== Available data

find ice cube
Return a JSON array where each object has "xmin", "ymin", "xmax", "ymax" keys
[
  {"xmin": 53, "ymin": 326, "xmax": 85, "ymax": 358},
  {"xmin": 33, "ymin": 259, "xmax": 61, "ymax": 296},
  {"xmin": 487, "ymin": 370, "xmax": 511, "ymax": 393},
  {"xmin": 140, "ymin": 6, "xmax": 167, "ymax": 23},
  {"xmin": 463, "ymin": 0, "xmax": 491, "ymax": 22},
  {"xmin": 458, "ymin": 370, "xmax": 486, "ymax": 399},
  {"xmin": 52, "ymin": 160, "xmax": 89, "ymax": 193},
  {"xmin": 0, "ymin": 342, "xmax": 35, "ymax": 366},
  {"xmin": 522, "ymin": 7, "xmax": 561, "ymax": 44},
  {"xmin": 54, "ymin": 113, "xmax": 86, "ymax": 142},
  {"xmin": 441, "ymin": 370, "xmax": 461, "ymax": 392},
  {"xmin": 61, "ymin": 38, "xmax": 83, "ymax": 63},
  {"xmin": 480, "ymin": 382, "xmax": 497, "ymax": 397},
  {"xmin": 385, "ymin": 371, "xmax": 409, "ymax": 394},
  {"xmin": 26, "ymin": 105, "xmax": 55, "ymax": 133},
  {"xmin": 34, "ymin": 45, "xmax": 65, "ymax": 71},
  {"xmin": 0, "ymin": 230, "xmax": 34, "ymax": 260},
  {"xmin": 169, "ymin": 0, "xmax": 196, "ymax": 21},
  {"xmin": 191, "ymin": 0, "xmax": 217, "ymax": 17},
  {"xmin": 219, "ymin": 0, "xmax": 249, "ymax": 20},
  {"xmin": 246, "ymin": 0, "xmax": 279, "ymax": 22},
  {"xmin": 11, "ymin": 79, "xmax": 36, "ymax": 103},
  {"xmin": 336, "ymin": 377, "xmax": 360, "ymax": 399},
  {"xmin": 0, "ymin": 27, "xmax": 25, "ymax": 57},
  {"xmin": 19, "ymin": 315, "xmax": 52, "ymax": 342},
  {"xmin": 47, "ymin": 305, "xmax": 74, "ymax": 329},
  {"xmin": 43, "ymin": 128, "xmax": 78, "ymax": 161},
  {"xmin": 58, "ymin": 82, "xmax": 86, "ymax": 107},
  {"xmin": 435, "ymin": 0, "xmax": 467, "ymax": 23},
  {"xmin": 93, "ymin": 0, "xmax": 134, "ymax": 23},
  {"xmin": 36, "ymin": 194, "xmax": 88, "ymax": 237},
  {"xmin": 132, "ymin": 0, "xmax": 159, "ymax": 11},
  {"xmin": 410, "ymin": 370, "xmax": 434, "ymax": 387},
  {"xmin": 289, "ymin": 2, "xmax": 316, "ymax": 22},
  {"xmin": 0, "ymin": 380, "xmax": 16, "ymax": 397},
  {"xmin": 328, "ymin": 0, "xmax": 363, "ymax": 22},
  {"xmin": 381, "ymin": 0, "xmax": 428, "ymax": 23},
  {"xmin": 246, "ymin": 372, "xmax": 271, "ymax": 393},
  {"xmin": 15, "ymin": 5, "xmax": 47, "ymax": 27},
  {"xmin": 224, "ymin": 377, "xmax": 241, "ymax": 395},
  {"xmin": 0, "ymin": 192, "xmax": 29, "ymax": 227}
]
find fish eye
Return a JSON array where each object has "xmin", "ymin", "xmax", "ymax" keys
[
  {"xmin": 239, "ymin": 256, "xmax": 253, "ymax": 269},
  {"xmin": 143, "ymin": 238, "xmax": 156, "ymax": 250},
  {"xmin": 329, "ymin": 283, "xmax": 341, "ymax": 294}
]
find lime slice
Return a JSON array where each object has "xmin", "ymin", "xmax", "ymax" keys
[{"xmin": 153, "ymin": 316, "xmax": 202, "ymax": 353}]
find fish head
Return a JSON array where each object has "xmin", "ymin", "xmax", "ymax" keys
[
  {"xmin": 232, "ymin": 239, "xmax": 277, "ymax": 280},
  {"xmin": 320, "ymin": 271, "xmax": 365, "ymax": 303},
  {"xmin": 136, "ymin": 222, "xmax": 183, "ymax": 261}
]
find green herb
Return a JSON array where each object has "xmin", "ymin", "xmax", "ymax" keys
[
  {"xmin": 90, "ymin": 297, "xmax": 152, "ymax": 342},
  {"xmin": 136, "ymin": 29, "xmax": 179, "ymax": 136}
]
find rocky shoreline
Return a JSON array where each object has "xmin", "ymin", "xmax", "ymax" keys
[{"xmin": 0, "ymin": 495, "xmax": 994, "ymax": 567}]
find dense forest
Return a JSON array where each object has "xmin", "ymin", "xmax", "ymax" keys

====

Print exactly the lines above, between the one holding "find green herb" and the one holding "find dense forest", inclusive, and nothing besides.

- _Written answer_
find green herb
Return a JSON array where each object has "xmin", "ymin", "xmax", "ymax" keys
[
  {"xmin": 90, "ymin": 297, "xmax": 152, "ymax": 342},
  {"xmin": 136, "ymin": 29, "xmax": 179, "ymax": 136}
]
find rocky shoreline
Return a JSON array where each object has "xmin", "ymin", "xmax", "ymax" keys
[{"xmin": 0, "ymin": 495, "xmax": 994, "ymax": 567}]
find dense forest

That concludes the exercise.